● TASK DETAILS: All the data below goes into the copy word for word, but the pictures don't.

(Rows from a dataset)
- - -

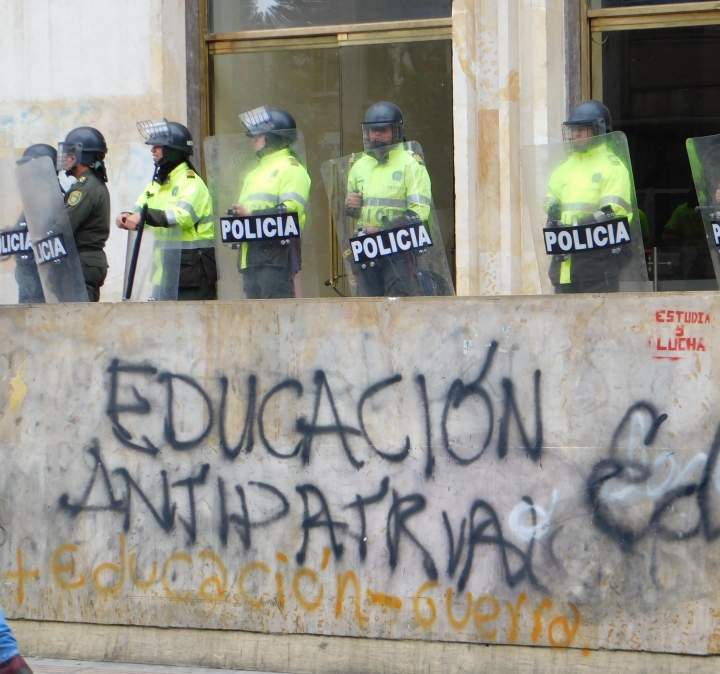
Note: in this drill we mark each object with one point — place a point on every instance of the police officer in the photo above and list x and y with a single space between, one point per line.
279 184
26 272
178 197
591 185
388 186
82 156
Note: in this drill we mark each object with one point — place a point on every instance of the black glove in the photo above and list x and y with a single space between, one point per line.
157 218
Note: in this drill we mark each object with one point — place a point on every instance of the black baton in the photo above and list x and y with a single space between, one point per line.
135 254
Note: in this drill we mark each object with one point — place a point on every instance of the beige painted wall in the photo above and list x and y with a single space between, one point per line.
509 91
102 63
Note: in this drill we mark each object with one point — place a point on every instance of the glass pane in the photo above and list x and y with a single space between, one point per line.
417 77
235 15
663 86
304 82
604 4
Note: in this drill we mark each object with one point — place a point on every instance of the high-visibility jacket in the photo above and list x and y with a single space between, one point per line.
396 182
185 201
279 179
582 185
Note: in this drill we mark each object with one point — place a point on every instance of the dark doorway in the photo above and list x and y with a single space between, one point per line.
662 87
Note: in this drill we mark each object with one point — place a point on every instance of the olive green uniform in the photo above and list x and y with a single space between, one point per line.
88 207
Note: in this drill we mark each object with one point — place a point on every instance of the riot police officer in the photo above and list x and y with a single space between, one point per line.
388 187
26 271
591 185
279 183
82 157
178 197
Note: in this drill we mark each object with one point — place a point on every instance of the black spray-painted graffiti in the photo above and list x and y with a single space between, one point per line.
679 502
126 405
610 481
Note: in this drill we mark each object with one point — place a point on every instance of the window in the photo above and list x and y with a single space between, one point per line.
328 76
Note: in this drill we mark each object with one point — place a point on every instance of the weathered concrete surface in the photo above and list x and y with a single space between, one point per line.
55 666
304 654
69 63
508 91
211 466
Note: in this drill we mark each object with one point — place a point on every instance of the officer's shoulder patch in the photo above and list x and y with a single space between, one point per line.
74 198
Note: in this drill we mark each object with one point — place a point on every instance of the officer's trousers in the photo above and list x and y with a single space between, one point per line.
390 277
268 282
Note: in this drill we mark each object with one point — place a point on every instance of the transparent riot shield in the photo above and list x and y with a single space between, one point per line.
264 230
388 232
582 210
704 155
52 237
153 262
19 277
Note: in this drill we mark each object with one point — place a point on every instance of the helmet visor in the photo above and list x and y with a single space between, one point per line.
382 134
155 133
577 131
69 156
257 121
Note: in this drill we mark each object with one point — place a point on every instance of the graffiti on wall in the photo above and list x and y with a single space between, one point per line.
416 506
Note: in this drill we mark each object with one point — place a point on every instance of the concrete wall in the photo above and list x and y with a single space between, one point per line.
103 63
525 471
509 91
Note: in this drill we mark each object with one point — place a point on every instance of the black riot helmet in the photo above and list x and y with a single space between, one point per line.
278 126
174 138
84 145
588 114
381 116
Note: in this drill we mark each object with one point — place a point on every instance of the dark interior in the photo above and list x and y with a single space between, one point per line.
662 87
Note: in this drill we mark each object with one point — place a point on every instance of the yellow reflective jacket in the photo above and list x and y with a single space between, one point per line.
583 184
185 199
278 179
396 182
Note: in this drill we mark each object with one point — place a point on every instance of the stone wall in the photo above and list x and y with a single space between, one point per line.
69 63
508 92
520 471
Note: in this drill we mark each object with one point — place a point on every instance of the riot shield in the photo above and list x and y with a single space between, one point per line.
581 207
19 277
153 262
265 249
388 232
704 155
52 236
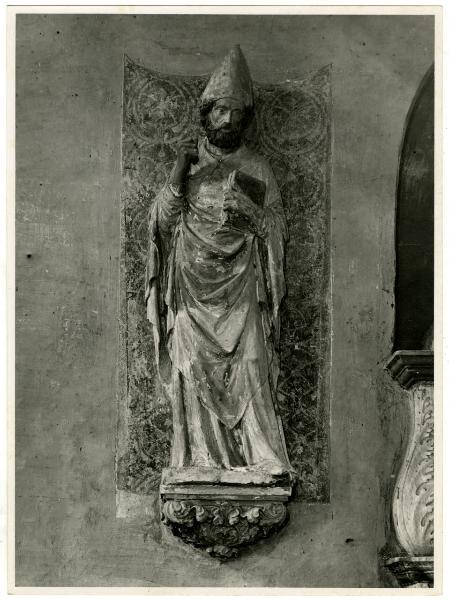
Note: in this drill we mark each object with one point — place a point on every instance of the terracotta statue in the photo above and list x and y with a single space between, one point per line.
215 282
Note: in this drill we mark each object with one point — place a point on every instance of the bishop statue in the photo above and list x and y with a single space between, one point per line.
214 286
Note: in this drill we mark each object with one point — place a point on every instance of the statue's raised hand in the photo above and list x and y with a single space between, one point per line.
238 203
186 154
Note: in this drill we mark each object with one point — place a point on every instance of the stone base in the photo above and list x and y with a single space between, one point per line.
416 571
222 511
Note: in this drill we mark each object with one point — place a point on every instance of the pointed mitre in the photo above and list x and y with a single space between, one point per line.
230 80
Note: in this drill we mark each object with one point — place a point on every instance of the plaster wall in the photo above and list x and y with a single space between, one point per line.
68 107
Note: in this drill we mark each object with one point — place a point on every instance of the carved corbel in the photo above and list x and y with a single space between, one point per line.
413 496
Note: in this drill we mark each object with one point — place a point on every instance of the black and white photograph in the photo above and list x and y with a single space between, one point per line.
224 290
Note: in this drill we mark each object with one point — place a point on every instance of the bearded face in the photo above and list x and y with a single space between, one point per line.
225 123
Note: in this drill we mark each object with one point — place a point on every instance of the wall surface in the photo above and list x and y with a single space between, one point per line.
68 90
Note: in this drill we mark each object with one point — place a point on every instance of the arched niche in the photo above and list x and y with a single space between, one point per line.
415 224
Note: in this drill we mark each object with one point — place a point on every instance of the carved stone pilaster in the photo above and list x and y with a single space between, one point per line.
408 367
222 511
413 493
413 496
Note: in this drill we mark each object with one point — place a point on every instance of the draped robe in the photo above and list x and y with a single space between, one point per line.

- - -

● RESPONSE:
Note: in this drill we mark each object with one point — place a point on every instance of the police officer in the photo above and list x and y with a single space between, one point per line.
279 184
26 272
178 197
591 185
388 186
82 156
Note: in this drill we mark each object with one point — place a point on every instance of the black glove in the photo above and list x and y with a single space between, one point per line.
157 218
Note: in this drill we mark each object with one point — place a point on every instance of the black baton in the photo above and list x and y with a single space between, one point per line.
135 254
Note: in this drill we mark each object with one point — place a point on every instance of the beige painted wall in the photo above and list x and y with a single space between, one point per line.
509 91
102 63
Note: in this drill we mark each object with one point — place a point on every instance of the glass pane in the photo above and list x and y with a single space between, one point per line.
417 77
235 15
663 86
304 82
604 4
Note: in this drill we mark each object with one point — place a point on every instance of the high-visibility jacket in the photo above and list x and y with a single space between, one point per line.
396 182
185 201
279 179
582 185
Note: in this drill we mark each object with one point — place a point on every instance of the dark doorway in the photo above and list x and y with a single space between, one point per line.
662 87
Note: in this drill we mark each object with one point — place a point on every instance of the olive green uniform in the photo above and list x and y with a single space between, one point per line.
88 207
Note: in this drill we mark each object with one point — place a point on every instance of the riot police officer in the photo above and list x and y with a single space between, one point per line.
388 187
26 271
591 185
279 183
82 157
178 197
Note: in this drill we mark each object with one point — place a point on every instance of the black spray-painted graffiti in the photo above and list x and y with a single space between, one point per line.
679 502
126 405
610 481
Note: in this drill we mark each object with one point — place a point on every instance of the window in the photo above and list x and y with a single space between, one point per line.
328 76
Note: in this drill we mark each object with one point — place a point on every instance of the weathered concrete surface in the photo above and list x and y with a single space between, one point per line.
55 666
304 654
69 63
508 91
211 466
Note: in this drill we mark each object with one point — place a point on every instance of the officer's shoulder patch in the photo above and list x and y with a single space between, one point per line.
74 198
Note: in this drill we mark each object with one point — place a point on every instance of the officer's trousers in the photo above and list x and y with a single space between, one point per line.
390 277
268 282
Note: in this drill we mark each object with one point — place a point on every instance of the transparent riot shield in the photo above and list x and y with a single space between, one point per line.
264 230
388 232
582 210
704 155
52 237
153 262
19 277
Note: in this drill we mark each object with one point — place a point on every instance of the helmet visor in the photo above and list x and y with a single space between, one point per line.
382 134
155 133
577 131
69 156
257 121
Note: in this drill we mark each object with one point — place a point on every instance of the graffiti on wall in the photo above and list x and y with a single space between, one point per line.
416 506
Note: in this drill we mark each object with one point — place a point on every instance of the concrete wall in the photo above and list x and y with a single space between, one point per line.
103 63
525 471
509 91
Note: in this drill we mark each object with one point — place a point on every instance of the black riot helmet in the photo above and list x and y with a single space between, one point per line.
278 126
174 138
84 145
588 114
381 116
Note: in this drill we mark each object with one point — place a point on every instance of the dark interior in the photo above and list x and y with a single space between, one point per line.
662 87
Note: in this drill we mark each object with one point — place a point on every instance of the yellow reflective jacket in the photo above and list x and y with a single space between, one point per line.
583 184
185 199
278 179
396 182
Note: in this drill we mark each object with one point — place a point on every instance of the stone wall in the photo above and list x and y with a single space between, one point per line.
69 63
508 92
520 471
Note: in this drill we mark each object with one point — place a point on every instance of the riot shield in the photo above and list x and y with a single space between, one point per line.
581 207
19 277
153 262
265 249
388 232
704 155
52 236
Note: in this drill we mark each object with one point — place a point on every instance of the terracotta statue in the photo above and list x and y with a single space between, one point per line.
215 282
Note: in this drill we mark each object with one point — place a point on every instance of the bishop statue in the photo above and list x and y with a single space between, one point per line.
214 286
Note: in this drill we mark each object with one point — place a point on every instance of the statue's raised hand in the photo above and list x and y with a single space between, one point per line.
238 203
186 154
Note: in this drill we mark each object with one point — place a point on every instance of the stone base in the photo above and list x and y with a single space between, one point per line.
416 571
222 511
Note: in this drill we mark each object with one point — place a point on every instance of the pointed mitre in the photo above and list x and y with a single space between, one point per line.
230 80
Note: in this drill we mark each object with one point — place a point on every instance of the plaster wall in the photo above and list x and y with a single space between, one point per line.
68 107
Note: in this drill we mark each object with one point — place a point on every instance of the carved corbel in the photo above and list x and y with a single space between, one point per line.
413 496
Note: in this drill we mark each object with one point — place a point on every instance of the black and white photograph in the photo above and list x and y with a single space between, one point per line.
224 290
Note: in this drill we mark each object with one point — place a point on every instance of the bearded face in the photo above and list x and y with a single space between, one point per line.
225 123
Note: in this drill we mark each object with one point — place a point on every instance of the wall surface in the photo above and list x and y with a single space between, one point per line.
68 90
Note: in this drill we mark each object with one point — place a point on every instance of the arched niche in the photo above and list x and y with a single space between, one point per line.
415 224
Note: in this drill we mark each object with one point — place a point on every instance of the carved stone pilaster in the photo above and list x and y with a single space between, one point per line.
408 367
222 511
413 493
413 496
Note: in this drill we mark each object with one point — place a point on every instance of the draped robe in the photo above and list x and y with a single space between, one point per line.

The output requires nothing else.